DATA SUPPLIED:
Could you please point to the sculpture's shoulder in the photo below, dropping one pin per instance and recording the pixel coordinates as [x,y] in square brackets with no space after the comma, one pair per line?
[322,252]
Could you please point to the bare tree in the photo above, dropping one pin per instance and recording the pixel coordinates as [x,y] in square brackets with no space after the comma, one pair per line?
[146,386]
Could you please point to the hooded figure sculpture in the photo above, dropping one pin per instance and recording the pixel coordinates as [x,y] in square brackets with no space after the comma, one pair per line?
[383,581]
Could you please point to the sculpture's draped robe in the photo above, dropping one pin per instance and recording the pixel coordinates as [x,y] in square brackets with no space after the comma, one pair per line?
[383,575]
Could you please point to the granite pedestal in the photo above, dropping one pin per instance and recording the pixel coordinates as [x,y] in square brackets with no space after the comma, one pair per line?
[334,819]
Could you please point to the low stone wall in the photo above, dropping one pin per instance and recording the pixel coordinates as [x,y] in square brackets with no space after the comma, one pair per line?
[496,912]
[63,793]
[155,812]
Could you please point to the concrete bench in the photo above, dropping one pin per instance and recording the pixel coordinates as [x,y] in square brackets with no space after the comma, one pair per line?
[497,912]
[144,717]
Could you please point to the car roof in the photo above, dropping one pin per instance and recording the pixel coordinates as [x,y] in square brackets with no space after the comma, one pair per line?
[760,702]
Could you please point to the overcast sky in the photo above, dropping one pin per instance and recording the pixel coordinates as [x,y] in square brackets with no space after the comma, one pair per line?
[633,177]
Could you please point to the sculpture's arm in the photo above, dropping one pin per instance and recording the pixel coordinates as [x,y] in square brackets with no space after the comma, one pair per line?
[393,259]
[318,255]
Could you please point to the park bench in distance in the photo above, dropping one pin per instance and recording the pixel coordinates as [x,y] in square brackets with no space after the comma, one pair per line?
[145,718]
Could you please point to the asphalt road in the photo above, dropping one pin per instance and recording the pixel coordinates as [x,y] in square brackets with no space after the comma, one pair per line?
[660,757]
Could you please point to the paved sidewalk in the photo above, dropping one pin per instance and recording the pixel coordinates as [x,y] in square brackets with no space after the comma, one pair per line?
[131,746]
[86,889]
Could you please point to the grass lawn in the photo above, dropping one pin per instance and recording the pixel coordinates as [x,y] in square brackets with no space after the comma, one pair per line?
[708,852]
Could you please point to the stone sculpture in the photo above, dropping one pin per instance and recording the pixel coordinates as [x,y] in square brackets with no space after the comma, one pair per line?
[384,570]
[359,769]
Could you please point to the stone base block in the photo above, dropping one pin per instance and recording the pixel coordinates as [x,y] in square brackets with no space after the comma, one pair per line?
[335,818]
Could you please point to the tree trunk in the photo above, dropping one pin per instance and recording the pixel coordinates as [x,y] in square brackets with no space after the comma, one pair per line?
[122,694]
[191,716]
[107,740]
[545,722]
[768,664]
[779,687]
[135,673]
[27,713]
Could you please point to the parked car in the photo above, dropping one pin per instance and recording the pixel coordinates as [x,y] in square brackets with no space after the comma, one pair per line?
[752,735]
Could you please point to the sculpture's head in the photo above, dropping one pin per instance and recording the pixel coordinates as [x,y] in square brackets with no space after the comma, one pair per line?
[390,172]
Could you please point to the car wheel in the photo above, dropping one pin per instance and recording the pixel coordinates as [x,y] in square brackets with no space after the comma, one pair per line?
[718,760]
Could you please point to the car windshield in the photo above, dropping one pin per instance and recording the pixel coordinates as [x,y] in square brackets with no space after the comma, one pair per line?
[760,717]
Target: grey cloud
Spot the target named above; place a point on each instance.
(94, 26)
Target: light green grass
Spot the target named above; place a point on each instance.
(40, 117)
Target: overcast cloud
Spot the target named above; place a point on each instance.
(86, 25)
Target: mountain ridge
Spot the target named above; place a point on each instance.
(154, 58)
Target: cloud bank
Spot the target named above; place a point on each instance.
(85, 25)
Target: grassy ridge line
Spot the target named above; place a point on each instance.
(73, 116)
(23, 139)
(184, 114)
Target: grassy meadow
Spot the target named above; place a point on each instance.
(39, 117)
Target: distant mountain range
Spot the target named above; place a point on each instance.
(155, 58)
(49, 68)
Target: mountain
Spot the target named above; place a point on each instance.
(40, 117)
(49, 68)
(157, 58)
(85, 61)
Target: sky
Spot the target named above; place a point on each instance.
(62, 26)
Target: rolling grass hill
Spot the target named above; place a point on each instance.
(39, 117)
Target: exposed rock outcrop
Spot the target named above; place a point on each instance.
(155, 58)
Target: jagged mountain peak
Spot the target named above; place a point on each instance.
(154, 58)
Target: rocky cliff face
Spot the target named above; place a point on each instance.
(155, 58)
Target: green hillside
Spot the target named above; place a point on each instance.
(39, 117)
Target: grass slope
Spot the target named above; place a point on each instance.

==

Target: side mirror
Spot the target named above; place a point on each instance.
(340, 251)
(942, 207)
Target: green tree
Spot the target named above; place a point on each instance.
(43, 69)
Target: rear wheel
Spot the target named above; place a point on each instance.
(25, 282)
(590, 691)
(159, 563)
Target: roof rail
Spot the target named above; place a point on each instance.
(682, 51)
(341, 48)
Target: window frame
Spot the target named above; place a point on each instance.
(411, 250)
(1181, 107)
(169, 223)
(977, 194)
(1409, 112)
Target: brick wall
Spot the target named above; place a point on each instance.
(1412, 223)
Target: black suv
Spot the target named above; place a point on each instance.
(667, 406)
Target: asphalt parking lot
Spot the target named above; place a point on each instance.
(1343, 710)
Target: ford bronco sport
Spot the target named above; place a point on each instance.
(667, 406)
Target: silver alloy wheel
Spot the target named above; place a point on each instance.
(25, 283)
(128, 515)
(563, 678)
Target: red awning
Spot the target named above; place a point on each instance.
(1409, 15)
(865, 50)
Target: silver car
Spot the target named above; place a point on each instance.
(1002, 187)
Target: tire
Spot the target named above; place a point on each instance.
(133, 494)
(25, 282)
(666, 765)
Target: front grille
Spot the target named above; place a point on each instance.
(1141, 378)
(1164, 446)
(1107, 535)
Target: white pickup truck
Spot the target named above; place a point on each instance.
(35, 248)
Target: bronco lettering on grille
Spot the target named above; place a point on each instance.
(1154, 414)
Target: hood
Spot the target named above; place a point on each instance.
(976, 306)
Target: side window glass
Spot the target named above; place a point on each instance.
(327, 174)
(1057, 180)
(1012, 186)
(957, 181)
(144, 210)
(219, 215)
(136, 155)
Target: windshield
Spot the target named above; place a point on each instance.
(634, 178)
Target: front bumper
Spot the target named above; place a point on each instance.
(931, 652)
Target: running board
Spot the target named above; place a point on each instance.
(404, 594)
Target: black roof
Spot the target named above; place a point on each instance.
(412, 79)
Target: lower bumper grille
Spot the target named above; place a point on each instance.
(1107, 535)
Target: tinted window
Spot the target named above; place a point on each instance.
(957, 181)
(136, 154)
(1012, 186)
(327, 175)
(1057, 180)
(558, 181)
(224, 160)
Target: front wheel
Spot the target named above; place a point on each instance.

BRIEF: The result should be every line of the material that contains the word "mountain", so copy those lines.

RESULT FOR THIS EXERCISE:
Target: mountain ridge
Target: distant mountain range
Target: mountain
Target: jagged mountain peak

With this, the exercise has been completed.